### Work to complete
Find the line with "and white handball" in the entries below. Repeat it, every following line, and the line with "spectator in stands", exactly and with nothing added.

*** Recorded information ***

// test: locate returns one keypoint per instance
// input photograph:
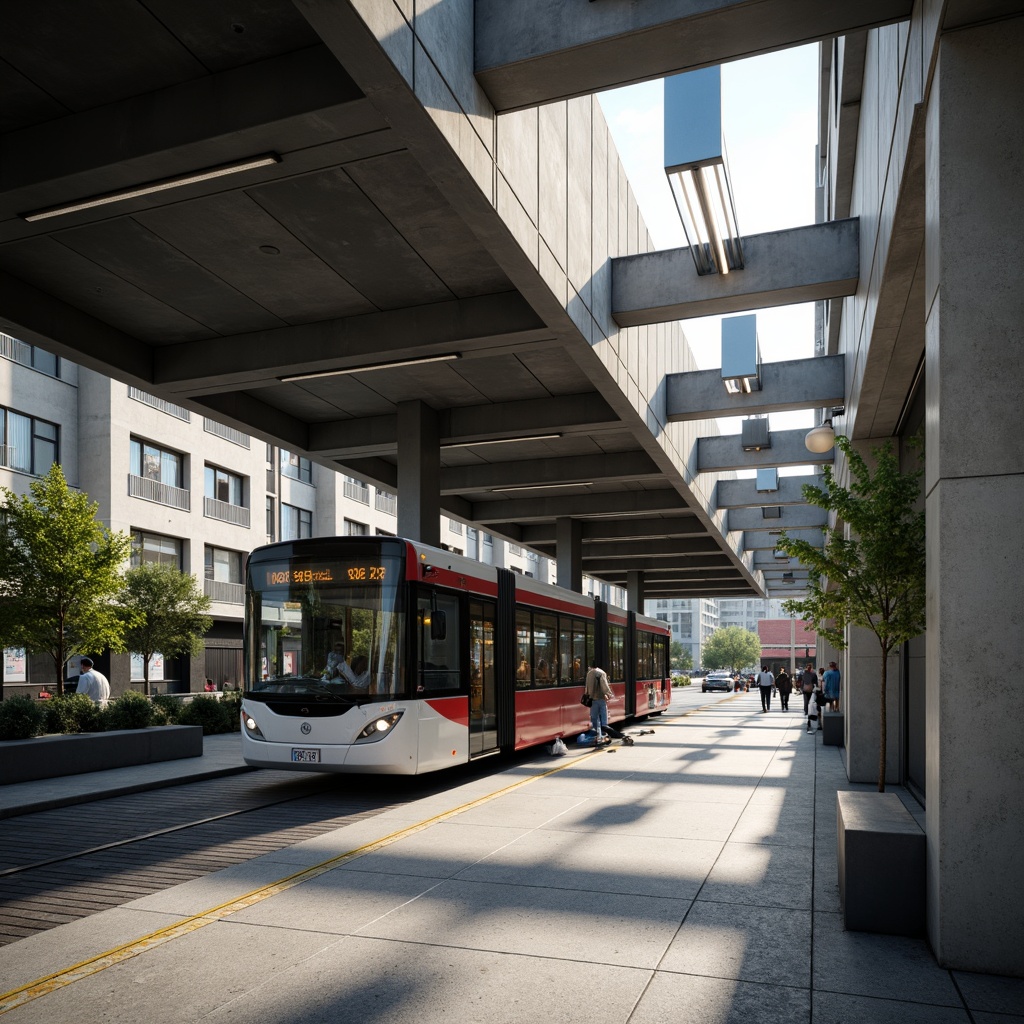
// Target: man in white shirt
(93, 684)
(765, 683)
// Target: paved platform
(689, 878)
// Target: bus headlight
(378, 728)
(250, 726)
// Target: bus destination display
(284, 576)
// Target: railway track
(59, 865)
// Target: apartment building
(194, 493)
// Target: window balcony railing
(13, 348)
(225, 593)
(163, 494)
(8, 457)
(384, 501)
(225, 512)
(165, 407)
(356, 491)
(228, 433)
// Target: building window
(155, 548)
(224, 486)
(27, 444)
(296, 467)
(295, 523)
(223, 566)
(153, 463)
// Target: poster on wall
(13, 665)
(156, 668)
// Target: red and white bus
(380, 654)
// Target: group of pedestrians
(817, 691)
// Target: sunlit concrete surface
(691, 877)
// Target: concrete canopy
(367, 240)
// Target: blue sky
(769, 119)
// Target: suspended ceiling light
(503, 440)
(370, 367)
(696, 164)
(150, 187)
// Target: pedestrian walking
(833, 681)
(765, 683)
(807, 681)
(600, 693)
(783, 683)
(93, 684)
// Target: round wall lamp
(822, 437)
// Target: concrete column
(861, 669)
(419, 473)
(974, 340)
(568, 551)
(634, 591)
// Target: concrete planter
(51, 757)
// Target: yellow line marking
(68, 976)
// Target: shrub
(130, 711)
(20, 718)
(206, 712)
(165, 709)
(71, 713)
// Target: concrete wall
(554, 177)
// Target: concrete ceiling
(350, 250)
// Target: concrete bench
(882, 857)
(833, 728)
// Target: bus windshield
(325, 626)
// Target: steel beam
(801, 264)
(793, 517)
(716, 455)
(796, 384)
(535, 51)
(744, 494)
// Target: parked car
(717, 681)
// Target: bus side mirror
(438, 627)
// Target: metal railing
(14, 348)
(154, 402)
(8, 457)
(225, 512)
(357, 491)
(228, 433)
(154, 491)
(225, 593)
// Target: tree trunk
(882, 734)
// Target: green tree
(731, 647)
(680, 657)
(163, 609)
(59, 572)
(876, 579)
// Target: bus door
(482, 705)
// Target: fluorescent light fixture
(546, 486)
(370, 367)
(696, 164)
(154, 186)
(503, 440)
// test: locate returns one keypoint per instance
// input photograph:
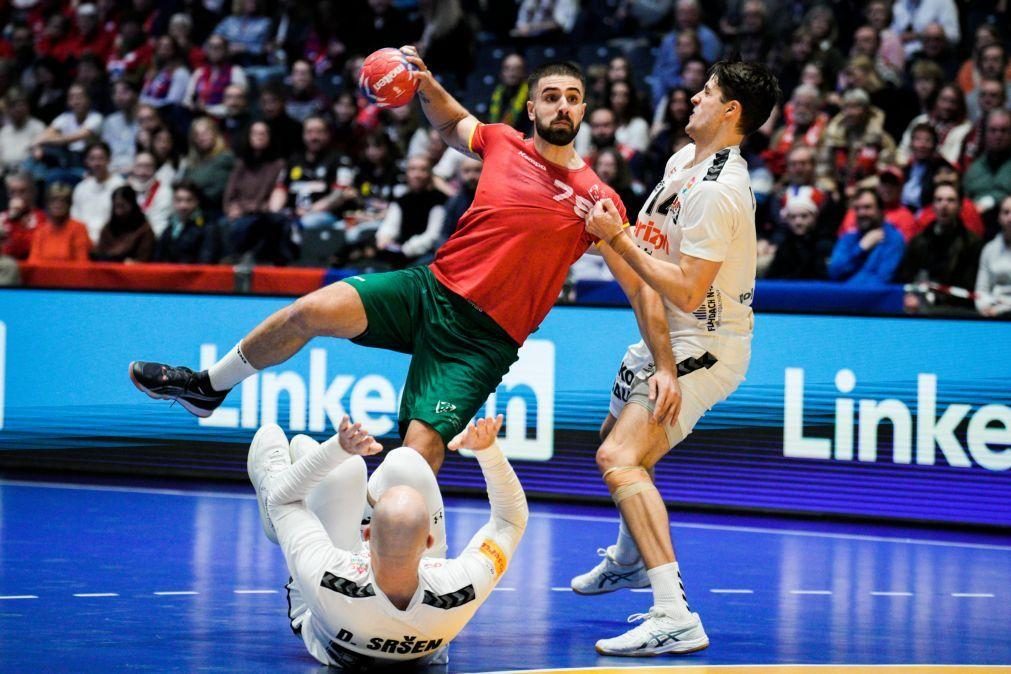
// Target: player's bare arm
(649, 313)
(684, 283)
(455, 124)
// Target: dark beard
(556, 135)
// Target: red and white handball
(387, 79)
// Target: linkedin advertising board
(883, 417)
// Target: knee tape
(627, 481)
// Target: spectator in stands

*** End of Recorded information ***
*** Recorded information ***

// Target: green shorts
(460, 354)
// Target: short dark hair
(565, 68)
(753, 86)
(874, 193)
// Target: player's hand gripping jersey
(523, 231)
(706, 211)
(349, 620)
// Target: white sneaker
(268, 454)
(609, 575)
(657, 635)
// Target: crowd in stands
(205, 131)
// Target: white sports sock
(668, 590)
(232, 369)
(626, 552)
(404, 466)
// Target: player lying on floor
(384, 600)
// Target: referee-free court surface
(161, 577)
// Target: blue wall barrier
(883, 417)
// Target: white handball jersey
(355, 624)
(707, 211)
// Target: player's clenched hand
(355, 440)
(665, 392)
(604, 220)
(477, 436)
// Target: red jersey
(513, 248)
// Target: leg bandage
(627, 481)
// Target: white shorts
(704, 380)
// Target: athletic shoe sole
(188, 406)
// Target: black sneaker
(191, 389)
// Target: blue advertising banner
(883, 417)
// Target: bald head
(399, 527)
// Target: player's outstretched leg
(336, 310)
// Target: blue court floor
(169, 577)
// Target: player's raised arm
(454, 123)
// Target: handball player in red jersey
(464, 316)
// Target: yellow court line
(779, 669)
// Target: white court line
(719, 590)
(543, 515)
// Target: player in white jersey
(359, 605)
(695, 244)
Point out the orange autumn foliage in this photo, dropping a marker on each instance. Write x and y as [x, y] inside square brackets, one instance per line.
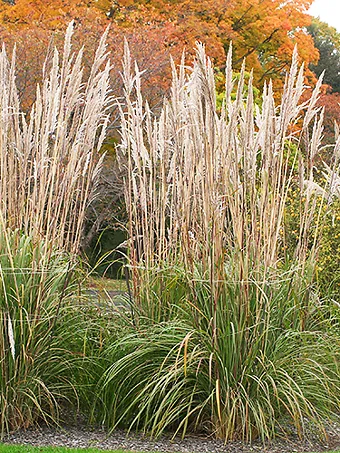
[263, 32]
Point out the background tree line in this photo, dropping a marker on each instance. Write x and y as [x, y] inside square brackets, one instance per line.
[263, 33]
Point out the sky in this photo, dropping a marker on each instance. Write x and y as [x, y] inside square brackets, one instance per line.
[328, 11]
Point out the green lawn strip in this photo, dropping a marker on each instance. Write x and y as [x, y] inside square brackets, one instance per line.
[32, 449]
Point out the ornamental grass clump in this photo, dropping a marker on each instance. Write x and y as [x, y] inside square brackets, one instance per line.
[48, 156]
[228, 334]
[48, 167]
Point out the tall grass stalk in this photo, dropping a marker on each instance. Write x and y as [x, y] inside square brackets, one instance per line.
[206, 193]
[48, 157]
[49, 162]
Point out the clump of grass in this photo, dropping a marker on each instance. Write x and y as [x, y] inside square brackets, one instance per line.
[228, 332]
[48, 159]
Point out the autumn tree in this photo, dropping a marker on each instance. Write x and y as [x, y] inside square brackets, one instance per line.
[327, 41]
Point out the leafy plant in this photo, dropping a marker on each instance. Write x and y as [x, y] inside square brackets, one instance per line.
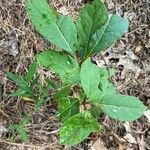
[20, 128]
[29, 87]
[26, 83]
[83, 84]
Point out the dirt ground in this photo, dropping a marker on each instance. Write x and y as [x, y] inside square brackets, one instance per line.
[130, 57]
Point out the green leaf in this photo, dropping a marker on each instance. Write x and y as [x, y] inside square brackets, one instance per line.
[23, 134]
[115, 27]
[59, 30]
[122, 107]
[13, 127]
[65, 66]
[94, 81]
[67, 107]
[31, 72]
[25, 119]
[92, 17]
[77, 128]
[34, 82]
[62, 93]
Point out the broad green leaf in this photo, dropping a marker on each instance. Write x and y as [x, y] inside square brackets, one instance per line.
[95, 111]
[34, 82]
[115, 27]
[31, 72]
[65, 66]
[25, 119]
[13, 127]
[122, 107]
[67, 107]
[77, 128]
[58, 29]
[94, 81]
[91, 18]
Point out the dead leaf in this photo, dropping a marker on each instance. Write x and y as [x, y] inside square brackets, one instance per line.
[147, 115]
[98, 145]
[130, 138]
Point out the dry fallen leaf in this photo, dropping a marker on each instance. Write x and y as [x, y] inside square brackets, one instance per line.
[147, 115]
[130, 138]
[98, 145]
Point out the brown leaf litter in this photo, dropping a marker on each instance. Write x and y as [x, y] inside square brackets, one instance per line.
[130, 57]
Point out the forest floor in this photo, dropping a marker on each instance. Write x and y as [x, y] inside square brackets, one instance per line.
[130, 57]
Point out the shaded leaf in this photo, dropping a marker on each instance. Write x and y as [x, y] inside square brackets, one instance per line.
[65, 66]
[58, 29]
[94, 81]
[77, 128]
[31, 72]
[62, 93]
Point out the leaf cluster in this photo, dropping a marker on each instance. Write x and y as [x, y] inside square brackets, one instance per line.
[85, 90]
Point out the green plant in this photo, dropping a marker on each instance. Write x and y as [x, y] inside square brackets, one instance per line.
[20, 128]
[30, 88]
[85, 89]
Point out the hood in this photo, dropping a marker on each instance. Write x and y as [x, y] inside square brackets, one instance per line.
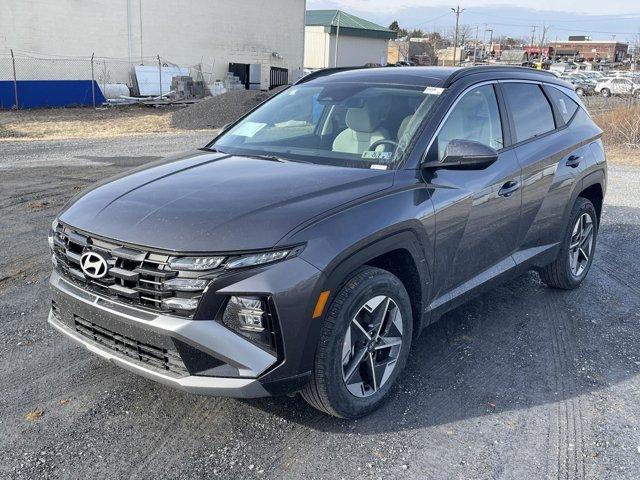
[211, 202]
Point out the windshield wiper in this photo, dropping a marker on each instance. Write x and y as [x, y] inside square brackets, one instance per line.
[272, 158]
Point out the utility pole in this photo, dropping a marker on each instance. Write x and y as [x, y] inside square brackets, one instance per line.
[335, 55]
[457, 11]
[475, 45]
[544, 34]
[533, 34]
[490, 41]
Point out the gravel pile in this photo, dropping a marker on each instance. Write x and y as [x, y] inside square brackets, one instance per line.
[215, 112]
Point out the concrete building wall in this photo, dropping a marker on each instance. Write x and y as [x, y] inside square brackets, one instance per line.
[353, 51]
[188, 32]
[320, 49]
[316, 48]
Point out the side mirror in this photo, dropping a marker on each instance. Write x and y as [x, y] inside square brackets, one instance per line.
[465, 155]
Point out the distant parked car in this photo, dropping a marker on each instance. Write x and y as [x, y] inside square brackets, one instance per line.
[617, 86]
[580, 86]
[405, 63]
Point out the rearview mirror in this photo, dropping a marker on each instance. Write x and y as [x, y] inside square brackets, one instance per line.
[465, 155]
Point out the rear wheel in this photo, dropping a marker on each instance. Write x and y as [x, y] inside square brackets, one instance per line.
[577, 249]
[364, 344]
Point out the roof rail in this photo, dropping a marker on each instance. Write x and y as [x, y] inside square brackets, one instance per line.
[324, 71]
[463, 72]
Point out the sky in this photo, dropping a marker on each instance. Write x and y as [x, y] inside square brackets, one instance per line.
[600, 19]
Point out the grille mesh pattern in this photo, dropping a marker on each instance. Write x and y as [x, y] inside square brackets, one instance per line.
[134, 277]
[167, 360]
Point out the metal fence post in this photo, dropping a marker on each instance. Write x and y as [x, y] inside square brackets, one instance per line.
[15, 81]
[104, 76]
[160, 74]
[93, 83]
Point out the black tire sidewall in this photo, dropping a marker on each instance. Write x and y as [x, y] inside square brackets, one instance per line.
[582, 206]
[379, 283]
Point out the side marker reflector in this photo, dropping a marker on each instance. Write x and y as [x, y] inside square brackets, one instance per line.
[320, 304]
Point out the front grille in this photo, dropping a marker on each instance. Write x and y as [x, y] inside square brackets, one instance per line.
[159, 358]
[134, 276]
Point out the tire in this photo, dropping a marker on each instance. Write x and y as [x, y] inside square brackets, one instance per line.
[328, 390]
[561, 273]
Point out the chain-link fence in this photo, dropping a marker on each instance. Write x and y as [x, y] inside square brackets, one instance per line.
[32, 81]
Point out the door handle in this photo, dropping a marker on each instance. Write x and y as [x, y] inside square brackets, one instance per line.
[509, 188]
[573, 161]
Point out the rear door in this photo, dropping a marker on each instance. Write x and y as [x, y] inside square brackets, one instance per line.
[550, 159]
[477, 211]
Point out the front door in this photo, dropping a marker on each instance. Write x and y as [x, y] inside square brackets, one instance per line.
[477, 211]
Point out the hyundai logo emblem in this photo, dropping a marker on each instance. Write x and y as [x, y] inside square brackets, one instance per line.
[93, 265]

*** End of Recorded information ***
*** Recorded information ***

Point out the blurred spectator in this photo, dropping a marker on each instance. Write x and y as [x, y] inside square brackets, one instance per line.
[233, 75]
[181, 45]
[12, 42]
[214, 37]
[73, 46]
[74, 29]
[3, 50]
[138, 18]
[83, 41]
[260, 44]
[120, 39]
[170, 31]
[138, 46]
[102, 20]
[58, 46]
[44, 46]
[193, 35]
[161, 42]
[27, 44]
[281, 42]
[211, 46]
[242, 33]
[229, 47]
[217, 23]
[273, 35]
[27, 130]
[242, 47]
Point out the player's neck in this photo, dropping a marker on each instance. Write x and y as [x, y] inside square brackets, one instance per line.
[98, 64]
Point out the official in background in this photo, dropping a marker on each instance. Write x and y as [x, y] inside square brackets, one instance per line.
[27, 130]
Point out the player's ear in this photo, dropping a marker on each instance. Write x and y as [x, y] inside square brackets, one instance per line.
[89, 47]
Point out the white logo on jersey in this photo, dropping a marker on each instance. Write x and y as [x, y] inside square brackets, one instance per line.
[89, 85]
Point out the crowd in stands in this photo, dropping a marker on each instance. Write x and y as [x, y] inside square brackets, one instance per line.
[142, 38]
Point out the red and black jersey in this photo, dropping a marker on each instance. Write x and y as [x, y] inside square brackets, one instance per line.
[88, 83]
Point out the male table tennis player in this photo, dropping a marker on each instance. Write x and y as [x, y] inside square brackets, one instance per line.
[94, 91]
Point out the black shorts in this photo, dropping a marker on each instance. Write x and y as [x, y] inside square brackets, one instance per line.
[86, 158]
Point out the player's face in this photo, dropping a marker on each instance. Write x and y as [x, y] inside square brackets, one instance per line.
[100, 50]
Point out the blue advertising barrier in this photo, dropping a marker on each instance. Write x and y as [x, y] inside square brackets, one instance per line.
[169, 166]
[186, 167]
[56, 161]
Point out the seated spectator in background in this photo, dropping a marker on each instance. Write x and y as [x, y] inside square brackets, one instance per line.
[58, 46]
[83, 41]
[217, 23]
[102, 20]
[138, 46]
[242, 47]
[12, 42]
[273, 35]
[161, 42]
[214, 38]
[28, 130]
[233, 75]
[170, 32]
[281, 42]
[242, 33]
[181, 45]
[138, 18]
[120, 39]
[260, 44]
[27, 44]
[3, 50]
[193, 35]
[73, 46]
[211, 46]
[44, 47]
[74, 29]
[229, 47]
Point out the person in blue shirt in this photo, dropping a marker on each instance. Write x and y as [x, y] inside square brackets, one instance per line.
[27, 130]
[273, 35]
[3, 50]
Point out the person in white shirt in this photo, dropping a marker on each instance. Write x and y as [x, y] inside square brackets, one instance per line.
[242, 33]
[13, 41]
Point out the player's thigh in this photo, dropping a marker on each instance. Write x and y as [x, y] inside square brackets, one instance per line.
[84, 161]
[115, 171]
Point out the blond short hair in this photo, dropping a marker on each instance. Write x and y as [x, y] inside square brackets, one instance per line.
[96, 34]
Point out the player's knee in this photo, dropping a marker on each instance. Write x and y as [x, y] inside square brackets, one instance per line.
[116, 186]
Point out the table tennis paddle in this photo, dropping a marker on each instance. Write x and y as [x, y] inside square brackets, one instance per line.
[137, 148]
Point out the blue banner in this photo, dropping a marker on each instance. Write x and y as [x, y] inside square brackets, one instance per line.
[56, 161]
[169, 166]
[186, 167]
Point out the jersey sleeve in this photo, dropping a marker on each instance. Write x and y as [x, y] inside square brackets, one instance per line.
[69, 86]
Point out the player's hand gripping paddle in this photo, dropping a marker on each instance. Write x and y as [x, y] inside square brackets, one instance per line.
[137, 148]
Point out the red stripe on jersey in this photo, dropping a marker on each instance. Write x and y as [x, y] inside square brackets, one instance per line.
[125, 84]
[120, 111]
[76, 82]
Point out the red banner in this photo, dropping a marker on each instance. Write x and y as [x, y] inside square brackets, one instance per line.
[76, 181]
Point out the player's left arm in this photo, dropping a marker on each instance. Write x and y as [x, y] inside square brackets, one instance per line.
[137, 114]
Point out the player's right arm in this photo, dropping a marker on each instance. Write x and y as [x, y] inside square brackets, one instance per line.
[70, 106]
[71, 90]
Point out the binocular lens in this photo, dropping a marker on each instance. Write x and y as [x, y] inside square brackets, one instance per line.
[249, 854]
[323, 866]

*** End of Recorded information ***

### Answer to this task
// Target: red and white handball
(387, 79)
// Target: linkedin advertising board
(883, 417)
// Target: knee tape
(627, 481)
// Target: spectator in stands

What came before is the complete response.